## Task instructions
Duplicate the field trips essay word for word, everything from "Finally, the students" down to "ability to understand.".
====== Extract ======
Jan 13, 2014
In the Northeast, we’re stuck in the grey days of Winter following Christmas Break. Students and teachers languish in their classrooms looking out and seeing drifting snows and overcast skies which seem to hide the Sun for months; the only illumination coming from the overhead light. How can we fight this dreaded ennui?
Field trips are the perfect way to combat doldrums of constant lecture and cabin fever. It’s surprising to me that it seems that so few secondary schools use field trips as an educational tool. Not only do field trips offer a nice change of pace and keep learning from becoming stagnant, but ‘physical learning’ which keeps the brain active and engaged.
Field trips are exciting and bring the content to life in ways that pure lecture cannot, and they don’t necessarily have to be the traditional trip. As the proverb says: ‘Tell me and I'll forget; show me and I may remember; involve me and I'll understand.’
It’s been my experience that the more physical and tangible something is, the more likely it is that a student will retain knowledge from the lesson. The Silk Road, for example. It’s one thing for me to talk about the movement of caravans between China and Europe bringing goods, money and cultural diffusion, but if a student doesn’t know where Europe or China are, or even what silk is, what meaning or importance are they going to walk away with. On the other hand, if I pull out a map of Eurasia with both Han Dynasty China and Rome displayed, showing the path of those early traders, the distances involved along the Road, he’s much more likely to come away a clearer picture of what I’m trying to teach them.
The field trip takes that further and involves the student directly and provides them with the concrete experience to help them understand. In 2004, I had the privilege to visit Normandy for the anniversary of the Invasion. For years I had read and listened to stories about the Invasion - descriptions of the hedgerows and anecdotes of paratroopers fighting near Ste.-Mere-Eglise. It wasn’t until I myself walked the two miles from the Chef-Du-Pont train platform to Ste.-Mere-Eglise at five o’clock in the morning passing those very hedgerows and how thick and tall they were that I understood what I had read. Visiting a historical park like Ft. McHenry, or a museum village like Genesee Country Museum or Buffalo Niagara Heritage Village are perfect for experiencing History
As I mentioned earlier, they don’t have to be physical field trips, either. Programs like Google Earth allow teachers to take their students anywhere without leaving the school and will even help you program a tour of the area you’re studying.
Finally, the students can create their own field trip. Have the students role play out what their learning. We learn by doing, and if we’re constructing a mockup of the Panama Canal or a motte & bailey in the school yard, it engages our learning in a way that enhances our ability to understand.
====== Dataset ======
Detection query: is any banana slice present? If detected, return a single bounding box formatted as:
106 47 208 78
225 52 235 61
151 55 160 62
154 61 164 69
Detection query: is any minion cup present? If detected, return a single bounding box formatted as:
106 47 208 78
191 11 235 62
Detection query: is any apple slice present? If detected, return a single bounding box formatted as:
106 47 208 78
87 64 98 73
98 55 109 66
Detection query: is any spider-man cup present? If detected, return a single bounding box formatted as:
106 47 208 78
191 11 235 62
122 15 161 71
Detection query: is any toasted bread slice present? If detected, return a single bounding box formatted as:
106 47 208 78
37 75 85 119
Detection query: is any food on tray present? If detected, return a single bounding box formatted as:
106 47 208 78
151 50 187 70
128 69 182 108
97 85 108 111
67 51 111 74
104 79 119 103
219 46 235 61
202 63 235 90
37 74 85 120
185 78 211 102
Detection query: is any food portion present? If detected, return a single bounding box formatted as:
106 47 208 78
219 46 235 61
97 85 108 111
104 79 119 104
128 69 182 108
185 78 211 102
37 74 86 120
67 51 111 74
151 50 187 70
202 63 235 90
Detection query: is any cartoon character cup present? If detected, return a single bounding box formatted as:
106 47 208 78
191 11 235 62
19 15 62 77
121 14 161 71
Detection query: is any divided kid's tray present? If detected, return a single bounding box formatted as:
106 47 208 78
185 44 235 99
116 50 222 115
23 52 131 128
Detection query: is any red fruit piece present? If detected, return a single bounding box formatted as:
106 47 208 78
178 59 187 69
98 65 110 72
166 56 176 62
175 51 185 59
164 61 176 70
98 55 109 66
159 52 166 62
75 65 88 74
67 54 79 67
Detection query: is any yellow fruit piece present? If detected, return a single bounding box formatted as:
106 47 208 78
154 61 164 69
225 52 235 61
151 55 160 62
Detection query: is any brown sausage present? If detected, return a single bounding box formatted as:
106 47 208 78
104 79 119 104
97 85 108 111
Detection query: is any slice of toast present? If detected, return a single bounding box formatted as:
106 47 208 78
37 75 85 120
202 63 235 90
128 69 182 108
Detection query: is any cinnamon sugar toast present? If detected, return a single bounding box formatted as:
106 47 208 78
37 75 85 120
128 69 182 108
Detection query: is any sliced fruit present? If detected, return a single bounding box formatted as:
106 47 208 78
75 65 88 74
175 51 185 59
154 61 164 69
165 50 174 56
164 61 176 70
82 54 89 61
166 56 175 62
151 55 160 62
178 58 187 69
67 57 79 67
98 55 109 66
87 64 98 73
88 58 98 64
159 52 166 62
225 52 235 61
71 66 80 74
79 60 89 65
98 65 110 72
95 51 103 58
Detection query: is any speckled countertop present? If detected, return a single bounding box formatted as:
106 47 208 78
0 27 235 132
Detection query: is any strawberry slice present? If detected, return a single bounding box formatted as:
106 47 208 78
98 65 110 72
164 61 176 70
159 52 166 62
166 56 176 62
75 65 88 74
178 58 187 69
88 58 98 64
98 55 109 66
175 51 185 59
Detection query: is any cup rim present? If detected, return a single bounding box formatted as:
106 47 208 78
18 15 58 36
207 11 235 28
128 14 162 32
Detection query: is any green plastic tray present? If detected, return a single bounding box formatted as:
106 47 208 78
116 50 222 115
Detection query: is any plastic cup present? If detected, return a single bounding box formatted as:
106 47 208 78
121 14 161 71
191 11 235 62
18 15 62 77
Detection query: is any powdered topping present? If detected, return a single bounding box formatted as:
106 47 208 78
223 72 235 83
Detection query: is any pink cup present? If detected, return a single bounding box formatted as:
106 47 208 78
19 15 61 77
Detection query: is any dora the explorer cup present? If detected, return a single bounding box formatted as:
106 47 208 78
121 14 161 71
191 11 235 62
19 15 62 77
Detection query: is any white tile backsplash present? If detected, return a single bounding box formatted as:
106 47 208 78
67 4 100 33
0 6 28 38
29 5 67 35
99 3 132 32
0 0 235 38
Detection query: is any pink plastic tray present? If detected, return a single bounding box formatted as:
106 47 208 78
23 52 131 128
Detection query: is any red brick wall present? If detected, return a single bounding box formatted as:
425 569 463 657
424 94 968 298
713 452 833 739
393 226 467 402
======
====== Dataset ======
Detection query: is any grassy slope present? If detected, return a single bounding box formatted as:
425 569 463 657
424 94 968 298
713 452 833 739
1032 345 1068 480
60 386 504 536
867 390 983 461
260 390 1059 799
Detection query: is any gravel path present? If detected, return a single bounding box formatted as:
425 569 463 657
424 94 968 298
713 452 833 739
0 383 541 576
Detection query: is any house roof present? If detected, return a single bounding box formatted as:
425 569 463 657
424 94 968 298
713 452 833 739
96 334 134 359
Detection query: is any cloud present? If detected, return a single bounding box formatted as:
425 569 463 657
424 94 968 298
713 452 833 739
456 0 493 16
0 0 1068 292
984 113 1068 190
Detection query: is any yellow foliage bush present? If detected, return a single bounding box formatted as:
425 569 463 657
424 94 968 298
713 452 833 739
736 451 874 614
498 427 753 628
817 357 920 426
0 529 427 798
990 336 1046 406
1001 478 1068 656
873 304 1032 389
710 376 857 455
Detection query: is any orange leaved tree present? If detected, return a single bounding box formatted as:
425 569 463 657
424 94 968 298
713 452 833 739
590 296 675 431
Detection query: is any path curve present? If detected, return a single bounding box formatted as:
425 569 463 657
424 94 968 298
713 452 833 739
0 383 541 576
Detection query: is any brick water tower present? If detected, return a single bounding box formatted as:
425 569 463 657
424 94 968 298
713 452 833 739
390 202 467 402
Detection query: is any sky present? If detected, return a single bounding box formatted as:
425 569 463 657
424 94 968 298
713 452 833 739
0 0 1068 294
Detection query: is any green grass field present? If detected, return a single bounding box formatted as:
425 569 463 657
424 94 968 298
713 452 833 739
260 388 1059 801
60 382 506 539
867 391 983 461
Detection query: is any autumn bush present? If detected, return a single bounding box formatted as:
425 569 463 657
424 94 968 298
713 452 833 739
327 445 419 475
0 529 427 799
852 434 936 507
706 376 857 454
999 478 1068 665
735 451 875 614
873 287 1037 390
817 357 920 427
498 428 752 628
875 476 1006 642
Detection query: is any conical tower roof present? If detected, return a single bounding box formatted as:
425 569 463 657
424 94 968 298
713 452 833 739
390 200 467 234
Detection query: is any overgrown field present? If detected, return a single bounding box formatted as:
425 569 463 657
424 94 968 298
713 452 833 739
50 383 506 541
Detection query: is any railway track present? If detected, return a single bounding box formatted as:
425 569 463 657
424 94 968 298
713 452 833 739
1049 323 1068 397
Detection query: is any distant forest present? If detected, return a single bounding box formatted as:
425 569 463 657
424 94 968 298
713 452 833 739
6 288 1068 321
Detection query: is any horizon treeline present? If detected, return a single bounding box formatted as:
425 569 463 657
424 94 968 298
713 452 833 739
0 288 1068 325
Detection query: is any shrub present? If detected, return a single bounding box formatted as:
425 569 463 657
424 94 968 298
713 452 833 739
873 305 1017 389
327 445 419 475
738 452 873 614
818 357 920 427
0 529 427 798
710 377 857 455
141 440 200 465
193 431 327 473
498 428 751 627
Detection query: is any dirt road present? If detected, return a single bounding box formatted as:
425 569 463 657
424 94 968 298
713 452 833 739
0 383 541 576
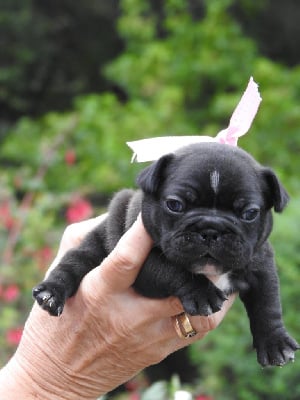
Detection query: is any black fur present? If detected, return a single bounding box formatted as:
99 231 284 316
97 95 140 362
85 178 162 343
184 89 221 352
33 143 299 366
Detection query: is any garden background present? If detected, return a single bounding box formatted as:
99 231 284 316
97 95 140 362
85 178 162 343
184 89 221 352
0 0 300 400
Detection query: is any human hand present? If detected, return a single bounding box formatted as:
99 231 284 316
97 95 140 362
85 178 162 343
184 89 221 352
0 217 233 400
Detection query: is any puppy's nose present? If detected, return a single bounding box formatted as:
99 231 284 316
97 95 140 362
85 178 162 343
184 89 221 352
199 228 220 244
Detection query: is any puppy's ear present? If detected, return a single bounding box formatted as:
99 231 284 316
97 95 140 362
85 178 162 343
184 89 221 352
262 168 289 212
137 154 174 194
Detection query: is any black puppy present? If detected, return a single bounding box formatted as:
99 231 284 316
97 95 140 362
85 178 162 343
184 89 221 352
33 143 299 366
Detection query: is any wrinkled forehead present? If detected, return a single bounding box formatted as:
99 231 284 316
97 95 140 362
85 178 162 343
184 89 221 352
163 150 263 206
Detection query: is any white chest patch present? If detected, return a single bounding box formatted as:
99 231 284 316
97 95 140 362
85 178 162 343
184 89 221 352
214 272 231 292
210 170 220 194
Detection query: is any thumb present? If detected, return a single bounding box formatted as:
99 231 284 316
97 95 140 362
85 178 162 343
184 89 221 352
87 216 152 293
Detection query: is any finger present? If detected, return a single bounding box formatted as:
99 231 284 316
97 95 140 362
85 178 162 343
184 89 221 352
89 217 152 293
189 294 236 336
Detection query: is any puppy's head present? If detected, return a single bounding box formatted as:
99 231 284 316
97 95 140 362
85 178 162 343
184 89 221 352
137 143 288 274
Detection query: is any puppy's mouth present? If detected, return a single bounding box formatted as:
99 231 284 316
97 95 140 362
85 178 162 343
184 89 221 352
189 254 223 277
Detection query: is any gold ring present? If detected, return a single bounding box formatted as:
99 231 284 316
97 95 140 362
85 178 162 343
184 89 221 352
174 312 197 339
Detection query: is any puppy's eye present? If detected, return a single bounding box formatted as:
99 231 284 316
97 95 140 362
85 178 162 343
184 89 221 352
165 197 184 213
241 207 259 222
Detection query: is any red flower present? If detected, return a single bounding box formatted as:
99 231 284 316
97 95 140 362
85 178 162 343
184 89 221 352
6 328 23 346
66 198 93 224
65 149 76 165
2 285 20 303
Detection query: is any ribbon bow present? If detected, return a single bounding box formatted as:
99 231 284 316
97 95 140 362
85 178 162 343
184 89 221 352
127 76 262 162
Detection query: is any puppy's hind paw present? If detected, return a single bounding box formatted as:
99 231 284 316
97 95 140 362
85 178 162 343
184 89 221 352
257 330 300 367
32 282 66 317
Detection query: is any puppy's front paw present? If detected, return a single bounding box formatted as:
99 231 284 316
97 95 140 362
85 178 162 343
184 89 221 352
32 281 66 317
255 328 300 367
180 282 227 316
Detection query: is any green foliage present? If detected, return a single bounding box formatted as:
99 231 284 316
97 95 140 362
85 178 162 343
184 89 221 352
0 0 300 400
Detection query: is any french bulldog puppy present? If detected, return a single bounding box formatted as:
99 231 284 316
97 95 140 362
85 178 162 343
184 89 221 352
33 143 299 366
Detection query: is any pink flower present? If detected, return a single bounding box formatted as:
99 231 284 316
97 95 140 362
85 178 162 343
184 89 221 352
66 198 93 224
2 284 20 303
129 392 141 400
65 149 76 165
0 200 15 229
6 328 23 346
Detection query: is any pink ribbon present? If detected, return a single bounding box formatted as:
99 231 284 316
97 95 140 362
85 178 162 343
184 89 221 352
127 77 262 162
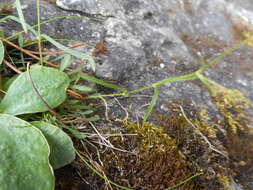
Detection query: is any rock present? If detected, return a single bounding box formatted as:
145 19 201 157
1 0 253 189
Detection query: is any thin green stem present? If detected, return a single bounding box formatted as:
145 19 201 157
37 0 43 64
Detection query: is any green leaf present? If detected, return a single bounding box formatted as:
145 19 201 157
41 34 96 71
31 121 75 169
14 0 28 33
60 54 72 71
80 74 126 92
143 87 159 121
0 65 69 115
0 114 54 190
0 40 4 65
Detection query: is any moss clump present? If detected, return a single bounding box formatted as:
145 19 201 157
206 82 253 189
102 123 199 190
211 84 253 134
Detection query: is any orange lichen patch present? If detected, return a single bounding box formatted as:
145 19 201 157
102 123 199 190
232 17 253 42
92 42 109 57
======
====== Dataset ======
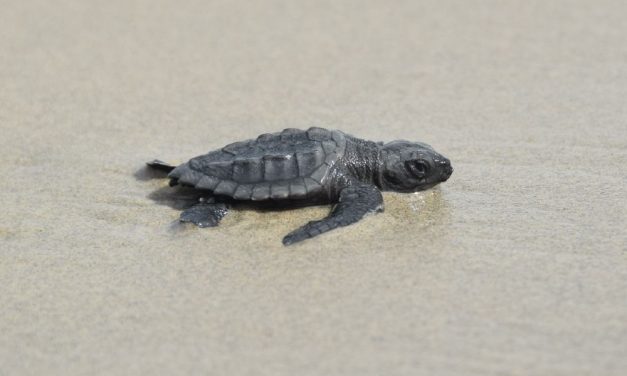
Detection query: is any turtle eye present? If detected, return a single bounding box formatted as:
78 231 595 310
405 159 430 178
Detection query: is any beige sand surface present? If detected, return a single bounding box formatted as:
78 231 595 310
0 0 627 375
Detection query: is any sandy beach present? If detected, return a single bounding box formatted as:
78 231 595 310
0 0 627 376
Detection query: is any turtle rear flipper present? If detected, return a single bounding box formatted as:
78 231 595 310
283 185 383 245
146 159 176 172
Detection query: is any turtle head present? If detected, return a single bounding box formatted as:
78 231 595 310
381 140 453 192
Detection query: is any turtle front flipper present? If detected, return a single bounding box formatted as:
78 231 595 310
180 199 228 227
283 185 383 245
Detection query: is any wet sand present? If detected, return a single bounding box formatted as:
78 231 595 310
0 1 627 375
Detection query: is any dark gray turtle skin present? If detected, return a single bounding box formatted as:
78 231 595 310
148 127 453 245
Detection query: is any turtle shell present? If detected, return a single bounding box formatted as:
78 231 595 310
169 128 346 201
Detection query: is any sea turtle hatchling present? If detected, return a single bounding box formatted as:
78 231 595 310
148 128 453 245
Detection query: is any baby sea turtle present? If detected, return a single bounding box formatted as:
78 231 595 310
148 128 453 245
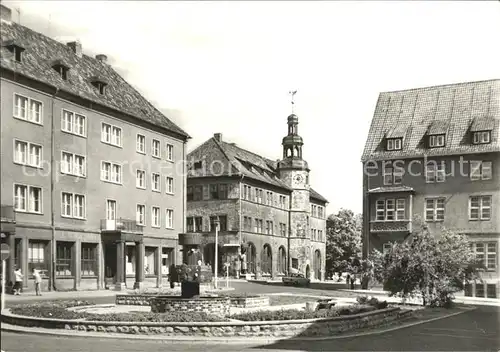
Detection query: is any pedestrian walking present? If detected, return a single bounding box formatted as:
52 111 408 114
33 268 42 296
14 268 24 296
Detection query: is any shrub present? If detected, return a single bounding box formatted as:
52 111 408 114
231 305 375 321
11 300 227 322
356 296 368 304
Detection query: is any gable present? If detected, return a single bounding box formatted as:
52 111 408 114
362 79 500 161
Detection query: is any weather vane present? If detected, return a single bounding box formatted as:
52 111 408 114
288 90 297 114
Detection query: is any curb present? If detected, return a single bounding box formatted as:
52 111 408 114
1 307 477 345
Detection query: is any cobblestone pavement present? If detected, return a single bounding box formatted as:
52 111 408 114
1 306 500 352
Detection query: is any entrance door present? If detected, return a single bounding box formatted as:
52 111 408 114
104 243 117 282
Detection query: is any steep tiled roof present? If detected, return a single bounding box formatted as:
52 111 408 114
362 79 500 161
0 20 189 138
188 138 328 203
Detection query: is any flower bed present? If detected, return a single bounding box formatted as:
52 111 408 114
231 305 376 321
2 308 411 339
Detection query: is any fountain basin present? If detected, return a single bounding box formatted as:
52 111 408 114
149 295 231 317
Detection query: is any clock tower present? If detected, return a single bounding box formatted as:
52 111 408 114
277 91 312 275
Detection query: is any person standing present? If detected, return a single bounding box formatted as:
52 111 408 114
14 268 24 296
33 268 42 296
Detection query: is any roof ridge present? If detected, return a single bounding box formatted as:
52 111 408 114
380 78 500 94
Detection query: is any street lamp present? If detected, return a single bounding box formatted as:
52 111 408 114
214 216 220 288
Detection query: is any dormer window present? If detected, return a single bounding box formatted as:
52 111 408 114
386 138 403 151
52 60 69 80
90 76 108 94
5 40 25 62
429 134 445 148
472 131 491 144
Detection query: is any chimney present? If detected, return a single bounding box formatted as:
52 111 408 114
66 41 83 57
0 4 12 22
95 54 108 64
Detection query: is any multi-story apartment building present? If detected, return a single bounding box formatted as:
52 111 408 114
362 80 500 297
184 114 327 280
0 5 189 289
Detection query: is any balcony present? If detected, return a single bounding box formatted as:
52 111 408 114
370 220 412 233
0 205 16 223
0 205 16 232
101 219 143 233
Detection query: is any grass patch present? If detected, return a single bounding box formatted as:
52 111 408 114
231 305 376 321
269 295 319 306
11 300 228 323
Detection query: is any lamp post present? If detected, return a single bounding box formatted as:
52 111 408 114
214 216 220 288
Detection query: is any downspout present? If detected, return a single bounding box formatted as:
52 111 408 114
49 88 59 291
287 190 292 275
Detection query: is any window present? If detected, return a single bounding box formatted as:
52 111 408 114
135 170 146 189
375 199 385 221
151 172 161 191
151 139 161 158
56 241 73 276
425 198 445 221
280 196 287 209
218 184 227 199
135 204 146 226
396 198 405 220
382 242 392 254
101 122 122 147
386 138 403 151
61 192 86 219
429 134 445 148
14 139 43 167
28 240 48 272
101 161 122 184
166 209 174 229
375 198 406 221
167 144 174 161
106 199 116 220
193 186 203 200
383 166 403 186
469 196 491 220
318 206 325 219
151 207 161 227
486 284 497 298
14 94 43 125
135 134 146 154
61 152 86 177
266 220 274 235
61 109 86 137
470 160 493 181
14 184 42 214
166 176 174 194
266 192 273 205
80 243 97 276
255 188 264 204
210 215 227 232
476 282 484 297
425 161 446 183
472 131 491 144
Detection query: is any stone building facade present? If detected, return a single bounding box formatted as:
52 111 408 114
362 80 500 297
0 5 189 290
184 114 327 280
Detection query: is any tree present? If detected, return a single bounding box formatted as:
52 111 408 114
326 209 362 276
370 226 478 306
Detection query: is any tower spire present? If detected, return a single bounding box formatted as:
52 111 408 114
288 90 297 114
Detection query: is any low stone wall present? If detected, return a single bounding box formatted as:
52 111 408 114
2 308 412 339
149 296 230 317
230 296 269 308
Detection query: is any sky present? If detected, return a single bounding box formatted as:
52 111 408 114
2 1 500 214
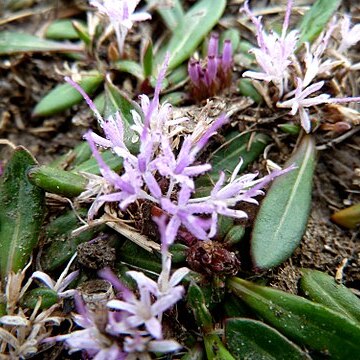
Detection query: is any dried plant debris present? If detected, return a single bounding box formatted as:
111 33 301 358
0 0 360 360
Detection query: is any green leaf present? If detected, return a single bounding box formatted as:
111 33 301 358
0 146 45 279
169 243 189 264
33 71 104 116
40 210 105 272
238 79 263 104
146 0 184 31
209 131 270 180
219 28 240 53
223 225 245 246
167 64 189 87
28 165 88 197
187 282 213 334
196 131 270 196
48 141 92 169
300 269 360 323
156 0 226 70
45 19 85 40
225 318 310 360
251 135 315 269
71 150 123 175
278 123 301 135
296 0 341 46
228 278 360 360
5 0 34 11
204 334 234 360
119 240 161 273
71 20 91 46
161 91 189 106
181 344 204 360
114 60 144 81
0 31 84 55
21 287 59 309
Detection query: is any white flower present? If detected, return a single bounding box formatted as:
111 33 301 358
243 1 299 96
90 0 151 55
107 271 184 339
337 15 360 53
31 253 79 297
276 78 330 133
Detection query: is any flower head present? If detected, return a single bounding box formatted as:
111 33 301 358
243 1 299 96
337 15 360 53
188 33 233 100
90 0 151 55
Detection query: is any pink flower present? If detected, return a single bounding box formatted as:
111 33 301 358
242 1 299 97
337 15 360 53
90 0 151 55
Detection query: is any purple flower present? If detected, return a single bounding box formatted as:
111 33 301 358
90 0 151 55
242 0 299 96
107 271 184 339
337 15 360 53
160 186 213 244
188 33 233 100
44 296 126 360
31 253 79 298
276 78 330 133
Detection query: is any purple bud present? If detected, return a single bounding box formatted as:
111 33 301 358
======
## Response to this task
Finally, the students can create their own field trip. Have the students role play out what their learning. We learn by doing, and if we’re constructing a mockup of the Panama Canal or a motte & bailey in the school yard, it engages our learning in a way that enhances our ability to understand.